What needs to be done: Restate the listing below word for word, pictures excluded.

Task inputs:
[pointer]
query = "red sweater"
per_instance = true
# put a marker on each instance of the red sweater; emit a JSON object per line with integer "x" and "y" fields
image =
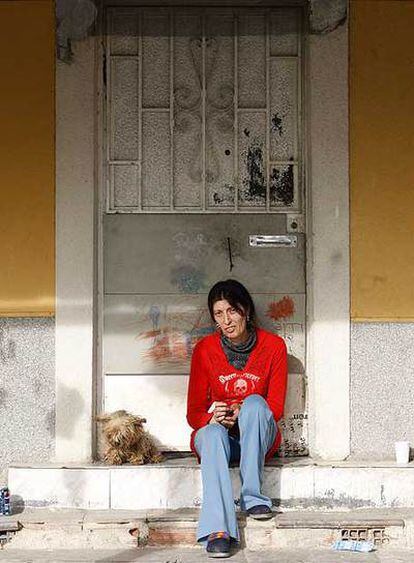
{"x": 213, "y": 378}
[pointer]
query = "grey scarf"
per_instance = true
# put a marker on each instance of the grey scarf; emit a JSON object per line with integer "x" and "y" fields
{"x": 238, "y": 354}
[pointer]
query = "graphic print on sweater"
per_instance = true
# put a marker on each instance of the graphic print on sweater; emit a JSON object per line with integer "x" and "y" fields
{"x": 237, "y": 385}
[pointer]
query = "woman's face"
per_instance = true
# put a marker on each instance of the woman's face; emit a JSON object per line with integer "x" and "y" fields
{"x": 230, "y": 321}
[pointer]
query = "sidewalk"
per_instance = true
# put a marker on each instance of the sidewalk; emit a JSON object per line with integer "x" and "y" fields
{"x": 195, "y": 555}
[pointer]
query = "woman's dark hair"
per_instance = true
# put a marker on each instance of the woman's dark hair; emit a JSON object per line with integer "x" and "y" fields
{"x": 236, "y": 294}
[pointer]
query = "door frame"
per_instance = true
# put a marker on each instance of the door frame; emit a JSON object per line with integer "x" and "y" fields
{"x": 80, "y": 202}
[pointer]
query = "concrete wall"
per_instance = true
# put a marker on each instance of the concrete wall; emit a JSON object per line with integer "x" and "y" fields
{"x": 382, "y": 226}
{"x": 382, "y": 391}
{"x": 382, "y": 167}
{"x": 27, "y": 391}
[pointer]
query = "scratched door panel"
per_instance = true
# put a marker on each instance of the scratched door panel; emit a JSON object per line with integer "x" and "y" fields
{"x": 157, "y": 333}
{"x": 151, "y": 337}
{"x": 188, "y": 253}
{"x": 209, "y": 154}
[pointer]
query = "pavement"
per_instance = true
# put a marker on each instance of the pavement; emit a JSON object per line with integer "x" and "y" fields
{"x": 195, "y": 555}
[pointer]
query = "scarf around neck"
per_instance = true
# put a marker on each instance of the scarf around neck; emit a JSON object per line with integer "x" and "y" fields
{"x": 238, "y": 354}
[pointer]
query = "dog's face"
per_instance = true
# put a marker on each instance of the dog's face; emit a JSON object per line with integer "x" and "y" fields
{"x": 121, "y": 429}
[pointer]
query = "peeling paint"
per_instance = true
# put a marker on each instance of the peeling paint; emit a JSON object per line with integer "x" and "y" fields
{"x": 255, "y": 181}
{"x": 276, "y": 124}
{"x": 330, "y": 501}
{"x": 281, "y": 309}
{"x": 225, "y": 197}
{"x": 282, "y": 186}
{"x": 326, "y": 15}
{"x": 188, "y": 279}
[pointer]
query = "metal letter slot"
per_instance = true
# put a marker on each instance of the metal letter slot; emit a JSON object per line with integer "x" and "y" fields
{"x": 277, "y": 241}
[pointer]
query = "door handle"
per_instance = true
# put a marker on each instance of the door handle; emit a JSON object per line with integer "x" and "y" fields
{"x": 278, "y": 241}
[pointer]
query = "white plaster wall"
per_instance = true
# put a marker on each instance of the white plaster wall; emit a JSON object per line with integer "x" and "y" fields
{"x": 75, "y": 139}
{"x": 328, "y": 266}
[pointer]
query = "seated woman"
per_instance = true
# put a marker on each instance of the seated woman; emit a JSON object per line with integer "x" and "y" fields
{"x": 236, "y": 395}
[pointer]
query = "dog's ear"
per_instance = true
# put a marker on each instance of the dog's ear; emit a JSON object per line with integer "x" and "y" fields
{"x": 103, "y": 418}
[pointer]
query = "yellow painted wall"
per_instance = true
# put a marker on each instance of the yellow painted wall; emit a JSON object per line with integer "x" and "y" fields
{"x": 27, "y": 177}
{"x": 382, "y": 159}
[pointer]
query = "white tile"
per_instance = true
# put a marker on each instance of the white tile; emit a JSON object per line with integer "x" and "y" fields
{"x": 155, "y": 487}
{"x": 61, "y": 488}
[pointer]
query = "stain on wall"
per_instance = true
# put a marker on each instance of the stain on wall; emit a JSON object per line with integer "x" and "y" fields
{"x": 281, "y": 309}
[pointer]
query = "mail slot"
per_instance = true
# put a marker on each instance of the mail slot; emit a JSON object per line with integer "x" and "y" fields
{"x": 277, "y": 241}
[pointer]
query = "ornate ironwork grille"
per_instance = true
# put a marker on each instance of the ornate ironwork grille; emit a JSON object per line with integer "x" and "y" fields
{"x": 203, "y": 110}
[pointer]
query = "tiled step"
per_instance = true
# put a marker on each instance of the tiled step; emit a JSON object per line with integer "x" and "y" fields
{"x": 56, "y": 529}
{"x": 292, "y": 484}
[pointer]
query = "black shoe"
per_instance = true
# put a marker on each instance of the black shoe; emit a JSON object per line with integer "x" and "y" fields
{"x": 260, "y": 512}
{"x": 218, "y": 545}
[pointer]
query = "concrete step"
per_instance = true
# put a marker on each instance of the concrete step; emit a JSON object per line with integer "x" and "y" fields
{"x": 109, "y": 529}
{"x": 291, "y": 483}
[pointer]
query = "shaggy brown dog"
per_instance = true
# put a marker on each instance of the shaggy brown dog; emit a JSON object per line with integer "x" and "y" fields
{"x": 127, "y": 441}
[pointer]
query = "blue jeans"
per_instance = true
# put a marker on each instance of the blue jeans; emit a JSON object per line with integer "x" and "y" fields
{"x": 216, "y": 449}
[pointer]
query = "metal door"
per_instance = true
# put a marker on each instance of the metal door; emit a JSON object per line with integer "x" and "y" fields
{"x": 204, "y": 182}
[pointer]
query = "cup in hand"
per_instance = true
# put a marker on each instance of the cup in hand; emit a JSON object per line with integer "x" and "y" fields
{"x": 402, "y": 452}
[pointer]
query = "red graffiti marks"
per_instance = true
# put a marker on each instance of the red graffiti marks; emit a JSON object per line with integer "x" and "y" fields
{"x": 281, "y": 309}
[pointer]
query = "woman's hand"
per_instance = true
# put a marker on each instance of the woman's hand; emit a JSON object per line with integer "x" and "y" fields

Answer space:
[pointer]
query = "red sweater"
per_instance = true
# put a marker on each instance of the red sweater; emit a JSON object per line with integer "x" and "y" fields
image =
{"x": 213, "y": 378}
[pointer]
query = "grey scarf"
per_instance = true
# put a marker on each instance of the grey scarf; emit a JSON object per line with integer "x" and "y" fields
{"x": 238, "y": 354}
[pointer]
query = "graphic print on sweater"
per_instance = true
# put a marker on each instance of the graphic print on sweater; emit a JSON object per line with integer "x" and "y" fields
{"x": 237, "y": 385}
[pointer]
query = "woman's face"
per_instance = true
# put a marker on each instance of the woman's face; emit a JSON object per line with integer "x" and "y" fields
{"x": 230, "y": 321}
[pointer]
query = "sidewalk"
per_instance = true
# put a marker on each instance of the sidewalk; emit a JSON object per line with integer "x" and "y" fields
{"x": 195, "y": 555}
[pointer]
query = "woman's dark hair"
per_instance = true
# put a marker on each instance of the woman's dark hair; emit a JSON object per line with integer "x" and "y" fields
{"x": 236, "y": 294}
[pointer]
query = "door frame"
per_instance = true
# put a marker on each instance of the door frame; emit a JSON object per line with integer "x" and "y" fields
{"x": 80, "y": 202}
[pointer]
query = "concrete wall"
per_instance = true
# put a marker on each instance of the concrete wall; emit a JSON object per line with integer "x" and "y" fields
{"x": 382, "y": 226}
{"x": 382, "y": 391}
{"x": 382, "y": 167}
{"x": 27, "y": 391}
[pointer]
query = "scratched door panel"
per_instance = true
# put a marker on each instance of the scratched door panel; emit a JSON object per line with integer "x" and "y" fields
{"x": 157, "y": 333}
{"x": 151, "y": 337}
{"x": 188, "y": 253}
{"x": 209, "y": 154}
[pointer]
query = "pavement"
per_instance = true
# put a marker on each instance of the pavement; emit a JSON object per line with integer "x" and "y" fields
{"x": 195, "y": 555}
[pointer]
query = "scarf around neck"
per_instance = true
# put a marker on each instance of the scarf around neck; emit a JSON object per line with integer "x" and "y" fields
{"x": 238, "y": 354}
[pointer]
query = "dog's face"
per_instance = true
# put a marker on each instance of the dog's face; emit a JSON object per line with integer "x" and "y" fields
{"x": 121, "y": 429}
[pointer]
query = "peeling paint"
per_instance = true
# put a marker on each instance of the peeling paint; emit a JSON object per line with integer "x" and "y" fields
{"x": 255, "y": 181}
{"x": 276, "y": 124}
{"x": 330, "y": 501}
{"x": 281, "y": 309}
{"x": 225, "y": 197}
{"x": 282, "y": 186}
{"x": 326, "y": 15}
{"x": 188, "y": 279}
[pointer]
query = "metal letter slot"
per_instance = true
# put a marker on each instance of the metal letter slot; emit a JSON object per line with integer "x" and "y" fields
{"x": 277, "y": 241}
[pointer]
query = "door handle"
per_instance = true
# put a marker on each instance of the door handle; emit a JSON object per line with integer "x" and "y" fields
{"x": 278, "y": 241}
[pointer]
query = "white plaster wall"
per_instance = true
# put a marker on each instance of the white plaster wall; emit a JSON object per line with integer "x" and "y" fields
{"x": 75, "y": 139}
{"x": 328, "y": 266}
[pointer]
query = "seated woman"
per_instance = true
# put a marker on each instance of the seated woman; emit a JSON object per line with integer "x" and "y" fields
{"x": 236, "y": 395}
[pointer]
query = "dog's ear"
per_instance = true
# put a marker on each instance of the dog's ear; emit a JSON object per line with integer "x" and "y" fields
{"x": 103, "y": 418}
[pointer]
query = "yellow painted wall"
per_instance = true
# put a marker on each instance of the yellow painted wall; emit a JSON object per line with integer "x" and "y" fields
{"x": 27, "y": 177}
{"x": 382, "y": 159}
[pointer]
query = "white tile"
per_instance = true
# put a marker on each instance of the white tile; emit a JSON object per line with integer "x" and "y" fields
{"x": 155, "y": 487}
{"x": 61, "y": 488}
[pointer]
query = "stain on wall"
per_instance = true
# put a marker on each instance of the stain on wall; emit a JSON object per line with integer "x" and "y" fields
{"x": 281, "y": 309}
[pointer]
query = "mail slot"
per_instance = true
# put a marker on each instance of the mail slot; emit a JSON object per line with integer "x" and "y" fields
{"x": 277, "y": 241}
[pointer]
query = "ornate ironwork grille"
per_instance = true
# put a marker on each instance of the ornate ironwork grille; emit a JSON object per line with integer "x" and "y" fields
{"x": 203, "y": 110}
[pointer]
query = "tiled step"
per_instance = true
# put a marker on each instance of the tiled step; emit a JSON object per line with integer "x" and "y" fields
{"x": 56, "y": 529}
{"x": 292, "y": 484}
[pointer]
query = "black shoe"
per_instance = true
# put a marker on each instance of the black shoe; emit a JSON object per line with integer "x" and "y" fields
{"x": 260, "y": 512}
{"x": 218, "y": 545}
[pointer]
query = "concrete step"
per_instance = true
# put a marker on each instance of the concrete step; emit a JSON object per line with integer "x" and "y" fields
{"x": 109, "y": 529}
{"x": 291, "y": 483}
[pointer]
query = "shaggy brown dog"
per_instance = true
# put a marker on each instance of the shaggy brown dog; emit a JSON object per line with integer "x" and "y" fields
{"x": 127, "y": 441}
[pointer]
query = "blue jeans"
per_instance = true
# put a marker on each instance of the blue jeans; emit a JSON object per line with integer "x" and "y" fields
{"x": 216, "y": 449}
[pointer]
query = "metal door"
per_instance = true
# put a marker on each instance of the metal door; emit a JSON object per line with integer "x" and "y" fields
{"x": 204, "y": 182}
[pointer]
query = "cup in hand"
per_instance = true
# put a marker on each instance of the cup in hand; emit a JSON object per line with integer "x" and "y" fields
{"x": 402, "y": 452}
[pointer]
query = "red graffiti marks"
per_instance = true
# put a marker on each instance of the red graffiti marks; emit a JSON object per line with integer "x" and "y" fields
{"x": 281, "y": 309}
[pointer]
query = "woman's hand"
per_instance = true
# put a marker on each instance of the woman's hand; emit a JSON object per line with integer "x" and "y" fields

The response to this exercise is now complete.